Exercise details: Up to and including the line with "Compliance check: the glossy", reproduce the listing below exactly, beginning at its first line.

··· Records shown

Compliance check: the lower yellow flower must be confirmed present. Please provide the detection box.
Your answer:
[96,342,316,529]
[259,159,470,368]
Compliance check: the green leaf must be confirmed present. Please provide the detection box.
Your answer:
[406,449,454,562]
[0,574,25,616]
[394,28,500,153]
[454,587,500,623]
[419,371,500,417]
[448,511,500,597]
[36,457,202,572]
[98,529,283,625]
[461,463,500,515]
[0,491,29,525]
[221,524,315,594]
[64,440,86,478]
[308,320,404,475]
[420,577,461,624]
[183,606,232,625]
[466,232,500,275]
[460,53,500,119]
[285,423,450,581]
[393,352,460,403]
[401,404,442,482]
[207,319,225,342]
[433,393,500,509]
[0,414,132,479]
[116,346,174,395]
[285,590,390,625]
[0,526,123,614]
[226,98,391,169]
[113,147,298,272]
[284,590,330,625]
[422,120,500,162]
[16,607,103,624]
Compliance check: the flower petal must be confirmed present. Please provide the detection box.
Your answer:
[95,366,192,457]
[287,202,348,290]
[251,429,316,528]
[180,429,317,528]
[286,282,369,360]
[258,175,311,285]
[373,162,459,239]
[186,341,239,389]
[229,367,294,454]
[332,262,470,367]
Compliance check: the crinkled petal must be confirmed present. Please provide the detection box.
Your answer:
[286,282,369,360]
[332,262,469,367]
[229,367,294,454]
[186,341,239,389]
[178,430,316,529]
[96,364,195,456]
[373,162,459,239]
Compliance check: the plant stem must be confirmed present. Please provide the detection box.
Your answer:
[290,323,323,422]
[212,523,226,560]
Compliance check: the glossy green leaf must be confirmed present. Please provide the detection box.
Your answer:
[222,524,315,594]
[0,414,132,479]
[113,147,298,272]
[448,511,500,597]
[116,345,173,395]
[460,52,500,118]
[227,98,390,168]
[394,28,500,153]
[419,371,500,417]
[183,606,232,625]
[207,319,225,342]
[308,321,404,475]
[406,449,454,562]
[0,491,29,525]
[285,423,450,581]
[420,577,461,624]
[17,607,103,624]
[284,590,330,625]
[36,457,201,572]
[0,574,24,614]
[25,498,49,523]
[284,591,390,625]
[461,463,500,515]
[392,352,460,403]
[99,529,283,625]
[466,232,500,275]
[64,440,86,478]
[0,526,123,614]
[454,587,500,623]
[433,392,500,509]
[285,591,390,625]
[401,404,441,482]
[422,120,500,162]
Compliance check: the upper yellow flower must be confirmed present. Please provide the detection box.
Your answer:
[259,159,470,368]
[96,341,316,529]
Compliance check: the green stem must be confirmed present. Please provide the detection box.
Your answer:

······

Solution for this exercise:
Compliance check: the lower yellow flower must be confirmed present. Please provide the detection box.
Your answer:
[96,342,316,529]
[259,159,470,368]
Compliance check: the green leaf must be confirmed present. Please provide the detection box.
Your answer:
[406,449,454,562]
[0,574,25,616]
[394,28,500,153]
[454,587,500,623]
[419,371,500,417]
[448,511,500,597]
[36,457,202,572]
[98,529,283,625]
[461,463,500,515]
[0,491,29,525]
[221,524,315,594]
[64,440,86,478]
[308,320,404,475]
[420,577,461,624]
[183,606,232,625]
[466,232,500,275]
[460,53,500,119]
[285,423,450,581]
[393,352,460,403]
[401,404,442,482]
[207,319,225,342]
[433,393,500,509]
[0,414,132,479]
[116,346,174,395]
[285,590,390,625]
[0,526,123,614]
[226,98,391,169]
[113,147,298,272]
[284,590,330,625]
[422,120,500,162]
[16,607,103,624]
Compliance check: the flower petal must be confirmed present. Please provide the detection box.
Your answer:
[95,366,192,457]
[287,202,348,290]
[251,429,316,528]
[180,429,317,528]
[286,282,369,360]
[258,175,311,285]
[373,162,459,239]
[186,341,239,389]
[229,367,294,454]
[332,262,470,367]
Compliance check: the crinkled petal must be confirmed present. Please provide the detection box.
Your answer:
[286,282,369,360]
[332,262,469,367]
[229,367,294,454]
[186,341,239,389]
[178,430,316,529]
[96,364,195,456]
[373,162,459,239]
Compliance check: the plant stem must be confirmed present. Please provide the detection box.
Your answer:
[290,323,323,422]
[212,523,226,560]
Compliance check: the glossy green leaf must be confirmed present. Please provide the detection box.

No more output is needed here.